■ **Dataset excerpt**:
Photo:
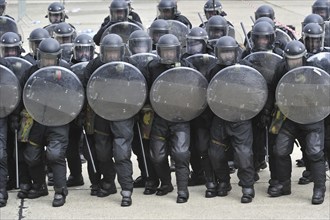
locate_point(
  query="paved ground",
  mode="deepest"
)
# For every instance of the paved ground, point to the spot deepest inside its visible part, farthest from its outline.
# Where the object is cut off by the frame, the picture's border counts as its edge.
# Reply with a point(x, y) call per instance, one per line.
point(87, 16)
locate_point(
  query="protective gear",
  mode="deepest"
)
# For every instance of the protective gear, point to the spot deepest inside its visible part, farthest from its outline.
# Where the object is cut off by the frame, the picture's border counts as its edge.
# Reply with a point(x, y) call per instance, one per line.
point(49, 53)
point(217, 27)
point(167, 9)
point(112, 48)
point(157, 29)
point(83, 48)
point(294, 52)
point(64, 33)
point(322, 8)
point(263, 36)
point(139, 42)
point(213, 7)
point(56, 13)
point(119, 10)
point(10, 45)
point(168, 49)
point(36, 36)
point(3, 4)
point(313, 38)
point(196, 41)
point(313, 18)
point(264, 11)
point(226, 50)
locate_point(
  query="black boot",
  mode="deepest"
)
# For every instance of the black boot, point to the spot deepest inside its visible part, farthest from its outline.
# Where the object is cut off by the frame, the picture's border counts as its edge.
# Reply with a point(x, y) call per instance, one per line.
point(24, 191)
point(37, 191)
point(282, 188)
point(223, 189)
point(248, 195)
point(318, 195)
point(211, 190)
point(127, 199)
point(3, 197)
point(182, 197)
point(59, 197)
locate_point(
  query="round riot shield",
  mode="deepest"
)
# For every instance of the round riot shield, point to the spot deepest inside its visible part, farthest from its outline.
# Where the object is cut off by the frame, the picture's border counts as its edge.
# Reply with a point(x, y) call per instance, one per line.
point(320, 60)
point(67, 51)
point(7, 25)
point(303, 94)
point(123, 29)
point(19, 65)
point(202, 62)
point(116, 91)
point(178, 29)
point(10, 91)
point(265, 63)
point(78, 69)
point(53, 96)
point(237, 93)
point(179, 94)
point(281, 36)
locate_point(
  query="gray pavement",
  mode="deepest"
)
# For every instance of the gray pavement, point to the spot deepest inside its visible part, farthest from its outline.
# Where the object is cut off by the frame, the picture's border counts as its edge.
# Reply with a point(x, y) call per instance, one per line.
point(87, 16)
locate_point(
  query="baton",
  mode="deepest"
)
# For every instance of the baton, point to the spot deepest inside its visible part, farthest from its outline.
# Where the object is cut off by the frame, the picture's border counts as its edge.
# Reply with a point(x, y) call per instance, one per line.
point(16, 160)
point(89, 149)
point(142, 148)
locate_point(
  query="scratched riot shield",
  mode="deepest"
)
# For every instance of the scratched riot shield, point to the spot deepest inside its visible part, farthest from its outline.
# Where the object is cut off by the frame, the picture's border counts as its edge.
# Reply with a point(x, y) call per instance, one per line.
point(142, 59)
point(320, 60)
point(179, 94)
point(78, 69)
point(10, 91)
point(7, 25)
point(19, 65)
point(53, 96)
point(116, 91)
point(67, 51)
point(123, 29)
point(265, 63)
point(237, 93)
point(202, 62)
point(302, 94)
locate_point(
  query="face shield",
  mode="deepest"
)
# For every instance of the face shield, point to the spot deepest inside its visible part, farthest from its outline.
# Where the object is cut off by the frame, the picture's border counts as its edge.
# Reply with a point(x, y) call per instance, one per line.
point(83, 53)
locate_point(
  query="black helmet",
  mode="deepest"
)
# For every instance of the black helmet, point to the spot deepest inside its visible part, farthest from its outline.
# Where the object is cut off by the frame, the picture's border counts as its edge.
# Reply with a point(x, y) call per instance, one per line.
point(157, 29)
point(56, 13)
point(119, 10)
point(313, 37)
point(322, 8)
point(83, 48)
point(167, 9)
point(139, 42)
point(294, 53)
point(10, 45)
point(196, 41)
point(226, 50)
point(168, 49)
point(3, 4)
point(64, 33)
point(112, 48)
point(49, 52)
point(263, 36)
point(36, 36)
point(216, 27)
point(313, 18)
point(211, 8)
point(264, 11)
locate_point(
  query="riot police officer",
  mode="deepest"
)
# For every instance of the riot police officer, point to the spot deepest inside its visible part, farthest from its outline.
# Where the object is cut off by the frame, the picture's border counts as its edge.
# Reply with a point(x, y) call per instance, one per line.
point(313, 134)
point(168, 10)
point(235, 134)
point(55, 138)
point(112, 138)
point(169, 136)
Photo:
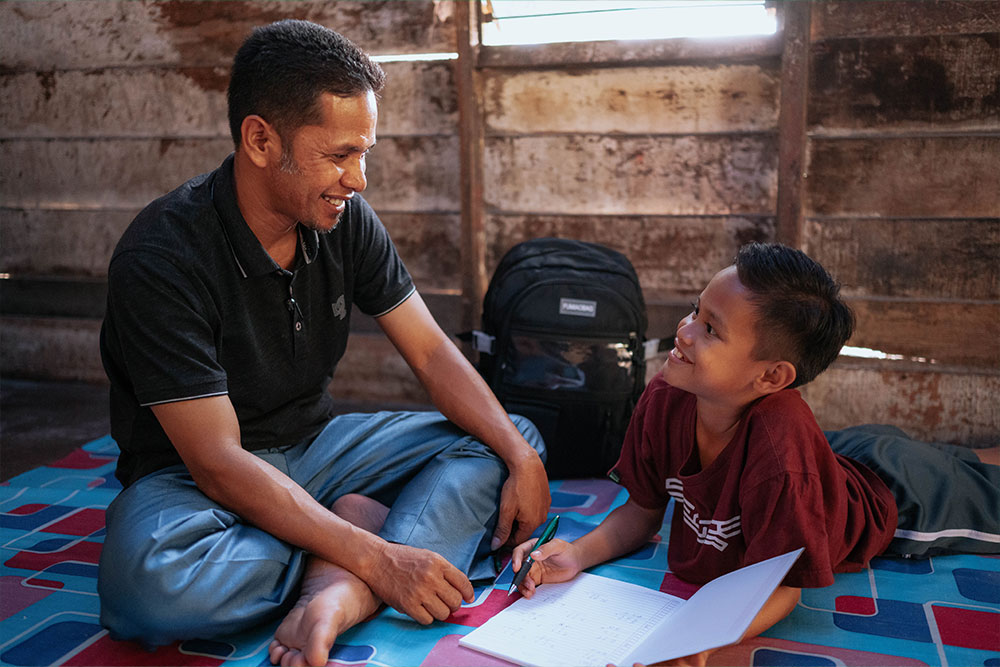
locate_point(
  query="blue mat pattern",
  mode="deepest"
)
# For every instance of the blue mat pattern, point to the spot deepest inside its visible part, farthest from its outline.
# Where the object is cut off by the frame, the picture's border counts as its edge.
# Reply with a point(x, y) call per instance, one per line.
point(942, 611)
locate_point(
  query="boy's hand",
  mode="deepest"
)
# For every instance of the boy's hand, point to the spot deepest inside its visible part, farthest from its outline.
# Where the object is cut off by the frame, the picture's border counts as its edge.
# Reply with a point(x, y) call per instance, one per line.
point(554, 562)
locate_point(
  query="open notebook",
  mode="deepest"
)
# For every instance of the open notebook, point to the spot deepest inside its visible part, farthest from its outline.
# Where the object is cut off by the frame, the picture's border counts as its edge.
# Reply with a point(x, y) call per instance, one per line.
point(594, 620)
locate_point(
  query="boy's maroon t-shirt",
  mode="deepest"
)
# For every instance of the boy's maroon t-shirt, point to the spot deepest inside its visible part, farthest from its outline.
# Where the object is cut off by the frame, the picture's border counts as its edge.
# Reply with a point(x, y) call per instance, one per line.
point(777, 486)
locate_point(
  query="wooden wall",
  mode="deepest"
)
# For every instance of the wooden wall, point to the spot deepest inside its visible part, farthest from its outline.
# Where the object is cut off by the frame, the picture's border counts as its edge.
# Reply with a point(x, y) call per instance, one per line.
point(902, 202)
point(867, 133)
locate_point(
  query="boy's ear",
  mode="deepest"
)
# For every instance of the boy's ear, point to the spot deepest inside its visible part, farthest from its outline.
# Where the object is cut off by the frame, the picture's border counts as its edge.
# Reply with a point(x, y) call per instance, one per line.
point(776, 377)
point(259, 140)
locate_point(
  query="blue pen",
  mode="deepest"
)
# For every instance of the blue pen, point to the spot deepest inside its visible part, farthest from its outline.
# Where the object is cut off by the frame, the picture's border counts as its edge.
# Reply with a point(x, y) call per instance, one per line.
point(547, 534)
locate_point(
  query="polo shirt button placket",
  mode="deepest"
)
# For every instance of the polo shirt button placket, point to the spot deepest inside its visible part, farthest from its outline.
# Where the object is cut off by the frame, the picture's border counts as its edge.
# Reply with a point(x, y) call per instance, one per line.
point(297, 325)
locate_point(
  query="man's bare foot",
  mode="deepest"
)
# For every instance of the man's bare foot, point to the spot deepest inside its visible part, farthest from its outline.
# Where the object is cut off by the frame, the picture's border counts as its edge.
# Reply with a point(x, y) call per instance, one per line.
point(332, 599)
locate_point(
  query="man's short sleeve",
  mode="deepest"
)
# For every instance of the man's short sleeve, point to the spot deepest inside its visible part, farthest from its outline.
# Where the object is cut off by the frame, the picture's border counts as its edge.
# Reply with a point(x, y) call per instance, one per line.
point(160, 330)
point(381, 281)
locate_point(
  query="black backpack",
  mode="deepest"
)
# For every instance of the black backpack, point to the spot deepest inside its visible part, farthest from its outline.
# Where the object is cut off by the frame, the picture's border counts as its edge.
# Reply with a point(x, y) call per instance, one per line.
point(564, 325)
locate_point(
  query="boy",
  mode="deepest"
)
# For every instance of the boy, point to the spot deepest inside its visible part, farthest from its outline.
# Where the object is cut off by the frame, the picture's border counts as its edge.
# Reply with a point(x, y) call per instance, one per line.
point(722, 432)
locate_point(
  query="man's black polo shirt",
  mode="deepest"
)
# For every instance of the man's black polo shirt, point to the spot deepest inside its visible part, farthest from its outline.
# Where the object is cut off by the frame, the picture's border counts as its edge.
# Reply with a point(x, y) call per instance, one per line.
point(196, 307)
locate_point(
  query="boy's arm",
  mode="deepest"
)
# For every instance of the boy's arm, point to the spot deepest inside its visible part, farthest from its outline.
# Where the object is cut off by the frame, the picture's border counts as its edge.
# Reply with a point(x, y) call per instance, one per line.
point(778, 606)
point(627, 528)
point(624, 530)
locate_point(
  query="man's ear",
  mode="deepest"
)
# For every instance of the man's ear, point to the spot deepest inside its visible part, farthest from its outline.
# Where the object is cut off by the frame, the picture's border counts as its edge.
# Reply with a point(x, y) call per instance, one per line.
point(259, 140)
point(777, 376)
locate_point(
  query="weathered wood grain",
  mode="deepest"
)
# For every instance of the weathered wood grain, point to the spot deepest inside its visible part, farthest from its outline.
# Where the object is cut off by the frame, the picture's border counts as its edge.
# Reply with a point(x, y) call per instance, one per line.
point(59, 243)
point(637, 100)
point(51, 349)
point(600, 174)
point(374, 371)
point(49, 35)
point(70, 243)
point(922, 258)
point(672, 256)
point(404, 174)
point(906, 17)
point(929, 405)
point(632, 52)
point(934, 176)
point(429, 244)
point(906, 83)
point(190, 102)
point(950, 333)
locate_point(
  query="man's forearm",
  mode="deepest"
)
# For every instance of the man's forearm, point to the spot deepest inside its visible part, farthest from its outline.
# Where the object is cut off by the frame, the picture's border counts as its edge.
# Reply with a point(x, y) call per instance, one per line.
point(280, 507)
point(460, 393)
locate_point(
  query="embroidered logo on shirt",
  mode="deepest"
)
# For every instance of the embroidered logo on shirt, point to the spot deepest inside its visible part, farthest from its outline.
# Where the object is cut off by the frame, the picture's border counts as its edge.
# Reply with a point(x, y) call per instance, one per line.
point(713, 532)
point(339, 308)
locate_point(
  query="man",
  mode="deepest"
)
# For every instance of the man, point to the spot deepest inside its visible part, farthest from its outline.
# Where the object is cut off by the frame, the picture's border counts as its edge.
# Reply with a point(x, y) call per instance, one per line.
point(229, 303)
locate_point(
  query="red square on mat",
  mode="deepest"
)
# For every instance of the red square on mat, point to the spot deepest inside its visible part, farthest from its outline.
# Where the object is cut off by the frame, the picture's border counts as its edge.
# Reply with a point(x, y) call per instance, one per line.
point(969, 628)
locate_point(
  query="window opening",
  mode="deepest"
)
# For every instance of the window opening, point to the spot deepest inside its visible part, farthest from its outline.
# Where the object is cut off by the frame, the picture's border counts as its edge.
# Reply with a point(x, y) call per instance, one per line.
point(507, 22)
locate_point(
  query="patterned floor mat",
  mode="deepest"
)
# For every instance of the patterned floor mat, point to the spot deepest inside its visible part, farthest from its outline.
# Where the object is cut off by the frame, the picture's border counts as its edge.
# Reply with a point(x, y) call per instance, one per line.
point(941, 611)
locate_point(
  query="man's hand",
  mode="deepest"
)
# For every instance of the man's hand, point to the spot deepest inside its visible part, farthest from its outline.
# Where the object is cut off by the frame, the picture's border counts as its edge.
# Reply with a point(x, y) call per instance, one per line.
point(554, 562)
point(418, 583)
point(524, 498)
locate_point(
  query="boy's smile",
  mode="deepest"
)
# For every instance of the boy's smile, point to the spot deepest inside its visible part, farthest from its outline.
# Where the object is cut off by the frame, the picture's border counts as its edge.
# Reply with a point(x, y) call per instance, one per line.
point(713, 356)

■ **TASK**:
Return each line of the rows above that contains the word "helmet".

■ **EXERCISE ANSWER**:
  query="black helmet",
# For every instance of the black helmet, point to the spot deepest inside its visible part, farthest from its outline.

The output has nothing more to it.